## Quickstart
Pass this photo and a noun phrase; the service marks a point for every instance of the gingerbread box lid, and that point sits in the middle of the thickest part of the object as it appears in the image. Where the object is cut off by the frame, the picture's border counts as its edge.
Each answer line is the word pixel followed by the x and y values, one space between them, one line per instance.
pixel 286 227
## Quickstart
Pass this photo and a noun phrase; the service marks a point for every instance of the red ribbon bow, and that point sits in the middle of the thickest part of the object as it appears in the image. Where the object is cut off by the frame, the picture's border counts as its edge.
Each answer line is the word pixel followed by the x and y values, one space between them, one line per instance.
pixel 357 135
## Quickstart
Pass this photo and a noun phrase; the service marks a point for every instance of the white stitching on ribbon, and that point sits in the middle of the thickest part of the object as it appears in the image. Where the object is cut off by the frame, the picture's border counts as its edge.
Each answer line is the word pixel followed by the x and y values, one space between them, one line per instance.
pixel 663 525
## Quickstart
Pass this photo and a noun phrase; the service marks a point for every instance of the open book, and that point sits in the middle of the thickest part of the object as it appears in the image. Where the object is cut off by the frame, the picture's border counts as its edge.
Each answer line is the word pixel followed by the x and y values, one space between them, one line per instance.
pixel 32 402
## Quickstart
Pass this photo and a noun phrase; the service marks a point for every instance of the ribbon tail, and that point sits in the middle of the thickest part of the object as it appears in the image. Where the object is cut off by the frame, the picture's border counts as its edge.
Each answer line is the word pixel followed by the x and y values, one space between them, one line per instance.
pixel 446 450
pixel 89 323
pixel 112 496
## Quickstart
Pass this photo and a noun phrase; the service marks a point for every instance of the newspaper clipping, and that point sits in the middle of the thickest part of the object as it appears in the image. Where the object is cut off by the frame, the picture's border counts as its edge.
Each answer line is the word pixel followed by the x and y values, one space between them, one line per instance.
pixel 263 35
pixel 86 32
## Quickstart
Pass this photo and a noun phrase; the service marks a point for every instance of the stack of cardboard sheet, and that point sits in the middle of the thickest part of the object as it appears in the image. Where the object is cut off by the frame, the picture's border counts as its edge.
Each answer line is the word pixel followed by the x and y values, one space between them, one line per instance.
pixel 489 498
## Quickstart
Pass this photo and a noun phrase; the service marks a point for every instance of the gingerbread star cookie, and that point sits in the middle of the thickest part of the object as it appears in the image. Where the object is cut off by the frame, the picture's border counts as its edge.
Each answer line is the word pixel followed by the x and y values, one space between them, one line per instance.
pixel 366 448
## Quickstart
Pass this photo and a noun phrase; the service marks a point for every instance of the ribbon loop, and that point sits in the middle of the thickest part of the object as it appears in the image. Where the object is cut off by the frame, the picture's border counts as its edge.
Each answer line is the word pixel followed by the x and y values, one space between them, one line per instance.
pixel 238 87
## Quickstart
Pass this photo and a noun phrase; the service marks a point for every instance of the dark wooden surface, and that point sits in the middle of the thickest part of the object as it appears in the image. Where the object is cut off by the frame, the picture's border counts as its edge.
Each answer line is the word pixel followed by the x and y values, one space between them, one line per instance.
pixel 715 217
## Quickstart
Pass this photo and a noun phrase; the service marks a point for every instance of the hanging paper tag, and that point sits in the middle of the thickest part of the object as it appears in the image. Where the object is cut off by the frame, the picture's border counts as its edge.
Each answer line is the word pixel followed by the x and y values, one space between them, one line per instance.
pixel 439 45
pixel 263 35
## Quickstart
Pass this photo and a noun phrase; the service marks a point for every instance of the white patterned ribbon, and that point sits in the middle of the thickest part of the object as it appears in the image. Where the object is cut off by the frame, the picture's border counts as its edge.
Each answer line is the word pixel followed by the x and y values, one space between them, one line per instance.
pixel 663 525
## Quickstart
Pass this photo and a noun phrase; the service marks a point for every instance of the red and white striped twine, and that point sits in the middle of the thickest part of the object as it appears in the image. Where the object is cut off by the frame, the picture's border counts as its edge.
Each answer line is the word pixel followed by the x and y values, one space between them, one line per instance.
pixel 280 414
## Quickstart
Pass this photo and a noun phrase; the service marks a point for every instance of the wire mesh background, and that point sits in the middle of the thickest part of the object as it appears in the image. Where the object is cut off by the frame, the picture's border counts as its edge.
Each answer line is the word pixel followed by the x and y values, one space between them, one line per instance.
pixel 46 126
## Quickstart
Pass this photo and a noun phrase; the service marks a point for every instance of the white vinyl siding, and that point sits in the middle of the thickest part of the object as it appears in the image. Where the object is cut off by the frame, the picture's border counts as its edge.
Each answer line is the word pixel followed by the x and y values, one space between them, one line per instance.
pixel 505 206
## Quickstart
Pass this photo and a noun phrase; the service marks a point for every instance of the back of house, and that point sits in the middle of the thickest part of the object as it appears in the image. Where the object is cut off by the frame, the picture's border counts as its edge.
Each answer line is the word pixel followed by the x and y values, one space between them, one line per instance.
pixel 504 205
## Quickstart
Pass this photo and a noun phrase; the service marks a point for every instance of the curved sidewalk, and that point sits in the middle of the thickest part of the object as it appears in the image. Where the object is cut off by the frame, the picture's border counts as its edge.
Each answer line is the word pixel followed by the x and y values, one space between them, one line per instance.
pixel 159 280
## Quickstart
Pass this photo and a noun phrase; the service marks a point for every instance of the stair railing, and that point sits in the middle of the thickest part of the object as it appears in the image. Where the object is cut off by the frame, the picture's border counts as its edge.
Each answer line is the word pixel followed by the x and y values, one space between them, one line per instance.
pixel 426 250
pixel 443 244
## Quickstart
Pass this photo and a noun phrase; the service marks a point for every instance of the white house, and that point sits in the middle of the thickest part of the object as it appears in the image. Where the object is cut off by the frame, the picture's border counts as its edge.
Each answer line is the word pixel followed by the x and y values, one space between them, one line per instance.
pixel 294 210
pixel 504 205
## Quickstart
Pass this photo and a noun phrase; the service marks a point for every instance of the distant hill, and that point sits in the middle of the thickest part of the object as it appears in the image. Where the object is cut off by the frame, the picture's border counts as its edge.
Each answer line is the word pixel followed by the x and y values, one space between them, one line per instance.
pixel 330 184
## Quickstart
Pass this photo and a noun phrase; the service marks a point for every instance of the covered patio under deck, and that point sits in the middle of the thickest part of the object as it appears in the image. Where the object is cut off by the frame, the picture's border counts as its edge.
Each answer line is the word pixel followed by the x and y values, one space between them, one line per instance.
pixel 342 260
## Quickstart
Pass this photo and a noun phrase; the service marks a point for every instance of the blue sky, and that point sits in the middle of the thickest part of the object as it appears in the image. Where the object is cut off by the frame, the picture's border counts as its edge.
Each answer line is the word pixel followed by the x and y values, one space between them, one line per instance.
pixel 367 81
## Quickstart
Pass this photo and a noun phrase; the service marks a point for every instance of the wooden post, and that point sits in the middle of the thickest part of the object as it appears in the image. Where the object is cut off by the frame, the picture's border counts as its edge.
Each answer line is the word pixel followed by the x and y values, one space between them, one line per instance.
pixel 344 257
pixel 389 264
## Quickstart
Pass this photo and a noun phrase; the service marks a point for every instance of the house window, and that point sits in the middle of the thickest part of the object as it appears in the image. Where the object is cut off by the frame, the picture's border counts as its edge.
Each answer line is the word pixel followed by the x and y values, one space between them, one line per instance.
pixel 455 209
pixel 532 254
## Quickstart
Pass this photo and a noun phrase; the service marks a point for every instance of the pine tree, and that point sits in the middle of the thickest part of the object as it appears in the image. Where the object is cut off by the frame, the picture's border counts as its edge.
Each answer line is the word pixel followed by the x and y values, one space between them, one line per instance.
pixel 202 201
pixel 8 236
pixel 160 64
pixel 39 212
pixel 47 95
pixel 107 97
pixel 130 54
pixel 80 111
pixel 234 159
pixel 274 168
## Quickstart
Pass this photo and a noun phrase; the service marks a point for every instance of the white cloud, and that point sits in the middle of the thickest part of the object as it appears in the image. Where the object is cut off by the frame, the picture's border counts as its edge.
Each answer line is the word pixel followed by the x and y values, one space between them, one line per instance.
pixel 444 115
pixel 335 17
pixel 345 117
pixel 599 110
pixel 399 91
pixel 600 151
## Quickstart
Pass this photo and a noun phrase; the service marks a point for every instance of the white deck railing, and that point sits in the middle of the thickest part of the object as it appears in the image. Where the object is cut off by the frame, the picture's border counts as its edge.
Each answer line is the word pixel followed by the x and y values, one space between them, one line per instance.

☆ ☆ ☆ ☆ ☆

Go through the listing above and copy each line that contains "wooden".

Result:
Pass this photo and a noun phrase; the service marks a point for every instance of the dark wooden surface, and that point sits in the middle of the thickest part of the object as it appears in the image. Where the object is cut off by the frame, the picture's border counts as its edge.
Pass this photo and a noun phrase; the service marks a point for every instance of the wooden post, and that point sits in the middle of the thickest part of the object as it appears in the image. Where the object is cut off by the frame, the picture's border counts as its edge.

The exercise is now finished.